> _RECORD EXCERPTS_
* Begin *
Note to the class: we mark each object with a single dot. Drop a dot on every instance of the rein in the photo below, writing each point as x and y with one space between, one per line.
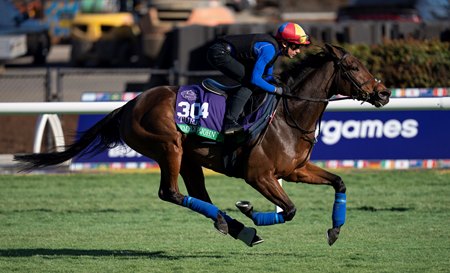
340 68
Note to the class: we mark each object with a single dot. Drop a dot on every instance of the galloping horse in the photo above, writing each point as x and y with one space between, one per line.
283 149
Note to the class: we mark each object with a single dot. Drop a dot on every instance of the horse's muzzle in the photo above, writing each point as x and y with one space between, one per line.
380 98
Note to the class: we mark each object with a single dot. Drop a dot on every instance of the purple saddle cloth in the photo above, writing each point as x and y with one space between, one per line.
202 112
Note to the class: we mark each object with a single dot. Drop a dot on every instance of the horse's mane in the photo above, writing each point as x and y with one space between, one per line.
299 70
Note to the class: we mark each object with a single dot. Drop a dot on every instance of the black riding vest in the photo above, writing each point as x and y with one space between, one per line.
243 46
* End *
> _GIVEN PROBLEM_
Can you write out all of the material above again, replacing "Drop a dot" with "Place a dot" wherever it occurs and changing nothing else? Leave the pictures out of your answer.

> _WRITTEN SOLUTION_
Note to the class: we mark each object with a single dot. Place a dot on every instance of the rein in the photo below, writing each point as x and y with one space between, one per line.
340 68
Note to the class: we mark each object with a single dot. Place a dot on every instance of the galloping horse in the photo above, writing each point as x and y with one space between, one per line.
283 149
Note to the class: we mark each object with a single dot. Place a dot on every instance of the horse's muzzle in the photo above, writing each point as x and y with one space between, one per line.
380 98
Note to the class: we mark each object with a single dot. Place a dot on every instance of the purple saddle cloth in the photo above, writing each point as x and y with one space between, one per line.
202 112
Note to the class: we mark each object with a single dot. Place a dot on every instance of the horse's mane in the photo above, writing each point as x and y with one space between, one per line.
299 70
Note to the class: we mark each object with a single dot. Place a dot on every instance of the black riding vest in the photo above, writing each point as x and y with one space between, one per line.
243 46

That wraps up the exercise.